*What the task requires*
Could each entry below be written out exactly, with every picture dropped?

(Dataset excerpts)

=== Section Start ===

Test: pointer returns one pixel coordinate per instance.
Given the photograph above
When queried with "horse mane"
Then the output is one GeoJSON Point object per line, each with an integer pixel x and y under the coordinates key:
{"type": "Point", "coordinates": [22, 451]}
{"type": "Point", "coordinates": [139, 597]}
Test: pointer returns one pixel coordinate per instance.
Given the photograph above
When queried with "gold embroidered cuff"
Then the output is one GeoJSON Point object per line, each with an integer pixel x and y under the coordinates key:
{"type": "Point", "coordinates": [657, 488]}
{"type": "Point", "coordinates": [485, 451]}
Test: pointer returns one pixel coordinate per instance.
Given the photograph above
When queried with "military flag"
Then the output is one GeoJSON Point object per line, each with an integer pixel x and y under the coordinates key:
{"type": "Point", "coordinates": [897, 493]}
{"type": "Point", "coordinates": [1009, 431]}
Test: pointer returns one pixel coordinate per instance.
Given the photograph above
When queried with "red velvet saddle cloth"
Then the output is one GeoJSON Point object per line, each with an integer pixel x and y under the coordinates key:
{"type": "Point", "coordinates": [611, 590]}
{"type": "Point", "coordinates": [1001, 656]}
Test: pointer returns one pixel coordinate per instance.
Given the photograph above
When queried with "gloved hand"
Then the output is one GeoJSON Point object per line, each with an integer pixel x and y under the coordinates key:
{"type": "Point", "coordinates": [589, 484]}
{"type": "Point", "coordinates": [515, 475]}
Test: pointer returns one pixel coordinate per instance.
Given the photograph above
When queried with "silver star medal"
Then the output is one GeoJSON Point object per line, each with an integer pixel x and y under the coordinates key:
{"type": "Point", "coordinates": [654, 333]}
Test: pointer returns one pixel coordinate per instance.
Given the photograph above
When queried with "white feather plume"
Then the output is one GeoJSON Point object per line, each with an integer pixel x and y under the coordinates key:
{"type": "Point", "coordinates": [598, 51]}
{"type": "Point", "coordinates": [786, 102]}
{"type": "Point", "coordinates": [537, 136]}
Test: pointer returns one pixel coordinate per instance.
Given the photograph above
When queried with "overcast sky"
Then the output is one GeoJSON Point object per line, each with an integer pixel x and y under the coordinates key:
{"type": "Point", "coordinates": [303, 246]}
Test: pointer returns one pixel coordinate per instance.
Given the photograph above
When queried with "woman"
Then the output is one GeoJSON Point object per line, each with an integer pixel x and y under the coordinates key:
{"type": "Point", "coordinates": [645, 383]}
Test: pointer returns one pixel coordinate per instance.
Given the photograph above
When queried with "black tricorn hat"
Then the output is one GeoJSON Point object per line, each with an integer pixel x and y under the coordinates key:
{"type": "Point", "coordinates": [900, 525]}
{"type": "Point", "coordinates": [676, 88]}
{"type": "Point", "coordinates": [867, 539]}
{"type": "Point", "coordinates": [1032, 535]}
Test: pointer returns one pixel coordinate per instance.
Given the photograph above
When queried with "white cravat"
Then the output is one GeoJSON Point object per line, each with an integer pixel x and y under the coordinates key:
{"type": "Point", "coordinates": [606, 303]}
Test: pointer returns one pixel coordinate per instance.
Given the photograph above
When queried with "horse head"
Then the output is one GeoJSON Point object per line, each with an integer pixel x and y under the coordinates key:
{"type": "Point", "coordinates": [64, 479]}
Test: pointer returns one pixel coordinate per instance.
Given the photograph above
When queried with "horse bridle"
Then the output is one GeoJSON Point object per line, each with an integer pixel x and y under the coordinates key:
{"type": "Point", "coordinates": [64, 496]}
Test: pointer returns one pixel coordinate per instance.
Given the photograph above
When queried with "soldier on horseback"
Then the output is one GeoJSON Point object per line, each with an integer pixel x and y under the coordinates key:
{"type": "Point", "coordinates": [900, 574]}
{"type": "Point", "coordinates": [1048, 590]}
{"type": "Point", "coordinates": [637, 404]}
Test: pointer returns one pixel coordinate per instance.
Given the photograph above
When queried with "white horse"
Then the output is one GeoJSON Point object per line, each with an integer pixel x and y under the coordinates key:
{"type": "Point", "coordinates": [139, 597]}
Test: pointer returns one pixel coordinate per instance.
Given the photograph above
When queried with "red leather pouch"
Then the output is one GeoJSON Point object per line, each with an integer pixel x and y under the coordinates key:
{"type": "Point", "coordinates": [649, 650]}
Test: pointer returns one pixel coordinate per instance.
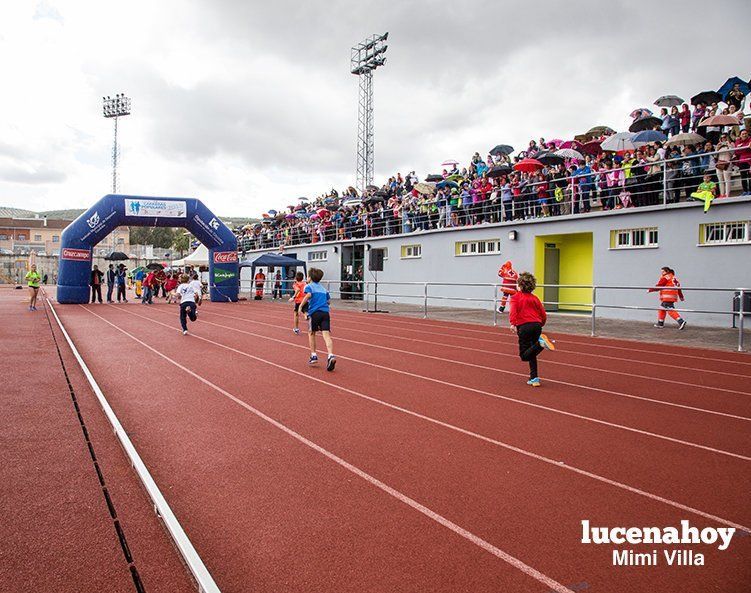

=== Section End ===

*Answer below*
Test: pointer returns one pixel coordinate per instance.
Given the photograph above
When queried with "horse mane"
Then the output is one GeoJSON Point object per line, each with an integer pixel x and y under the coordinates key:
{"type": "Point", "coordinates": [22, 451]}
{"type": "Point", "coordinates": [139, 597]}
Test: pointer returns one pixel coordinate per instance.
Given the photograph above
When queried with "gold embroidered cuff"
Then the output is one GeoJSON Point object per line, each with an integer pixel x and y under the coordinates key:
{"type": "Point", "coordinates": [657, 488]}
{"type": "Point", "coordinates": [485, 451]}
Test: pointer returns one pixel coordinate per instance.
Given the photograph above
When queried with "military flag"
Then the output is one GeoJSON Point object per line, each with an integer pixel x and y under the coordinates key:
{"type": "Point", "coordinates": [897, 493]}
{"type": "Point", "coordinates": [1009, 431]}
Test: pointer returns one pixel coordinate per instance.
Given the photograph above
When queried with "red velvet saddle cloth"
Then the output is one GeoJSON Point object per line, each with an integer pixel x and y under the coordinates key:
{"type": "Point", "coordinates": [611, 590]}
{"type": "Point", "coordinates": [1001, 656]}
Test: pointer returns one pixel coordinate per instance.
Given the photograph above
When queried with "gloved hand"
Then the output is one GeoJSON Point object per line, each with an integer pixel x and y under the coordinates key:
{"type": "Point", "coordinates": [589, 484]}
{"type": "Point", "coordinates": [515, 475]}
Test: pointer returns one pixel coordinate per instance.
Given the photograph above
When queried with "silver star medal"
Then the output is one GeoJSON Point object per line, each with an integer pixel x and y under the coordinates key:
{"type": "Point", "coordinates": [654, 333]}
Test: pointer returns one pixel coordinate per instance.
Given the photograph above
When queried with "white feather plume"
Then the output is one GeoJSON Point object per line, each with an integer pixel x and y under the coordinates key:
{"type": "Point", "coordinates": [598, 51]}
{"type": "Point", "coordinates": [786, 102]}
{"type": "Point", "coordinates": [537, 136]}
Test: pointer returns one pixel coordinate per instance.
Given the photograph above
When queried with "overcast sky"
Then the output is one GeoJSON Point object per line, each with an integer pixel x and y under the coordinates key:
{"type": "Point", "coordinates": [303, 246]}
Test: pointer returns one pixel coordinate per instance.
Given the photograph above
When queried with "woman"
Then the output is one GeoJSON Point object per line, each with an integer pixel x and y under the coordinates key:
{"type": "Point", "coordinates": [645, 383]}
Test: pointer returns one pixel coordinate per instance.
Given the photograph above
When queried with "black tricorn hat"
Then the output is one GeoJSON Point object per line, each with an integer pixel x and y under the coordinates key:
{"type": "Point", "coordinates": [900, 525]}
{"type": "Point", "coordinates": [676, 88]}
{"type": "Point", "coordinates": [867, 539]}
{"type": "Point", "coordinates": [1032, 535]}
Test: pointer returns one pixel coordinate per instance.
Given the photograph above
When queried with "white cravat"
Then the output is one GeoJSON Point object per line, each with an integer pixel x and y under the coordinates key:
{"type": "Point", "coordinates": [606, 303]}
Test: pointer returns one pixel coordinate per instance.
Given the photograph above
When queried with "horse head"
Then the output is one GeoJSON Point object per line, each with an integer pixel x and y under the coordinates key:
{"type": "Point", "coordinates": [64, 479]}
Test: pointer returns one pixel coordinate per instance.
Given the photograph above
When queried with "horse bridle"
Then the output is one GeoJSON Point object per line, each with an integer pixel x and y under the coordinates key:
{"type": "Point", "coordinates": [64, 496]}
Test: pointer returns one pixel coordinate per instance.
Given the photograph above
When queried with "soldier on horseback"
Then the output is one GeoJSON Point object per line, each with an integer pixel x and y under the coordinates key:
{"type": "Point", "coordinates": [900, 574]}
{"type": "Point", "coordinates": [1048, 590]}
{"type": "Point", "coordinates": [637, 404]}
Test: pointer returns one pixel coordinate per instance.
Given the photograph above
When queried with "white horse"
Then the output is one GeoJSON Point object per line, each with an integer pixel x and y under the coordinates key:
{"type": "Point", "coordinates": [139, 597]}
Test: pointer returns one pixel coordinate per instance.
Given the photograph above
When queried with "red leather pouch"
Then the output is one GeoJSON Point object per line, each with an integer pixel x and y under the coordinates key:
{"type": "Point", "coordinates": [649, 650]}
Test: pointer returns one pixel coordinate per instance.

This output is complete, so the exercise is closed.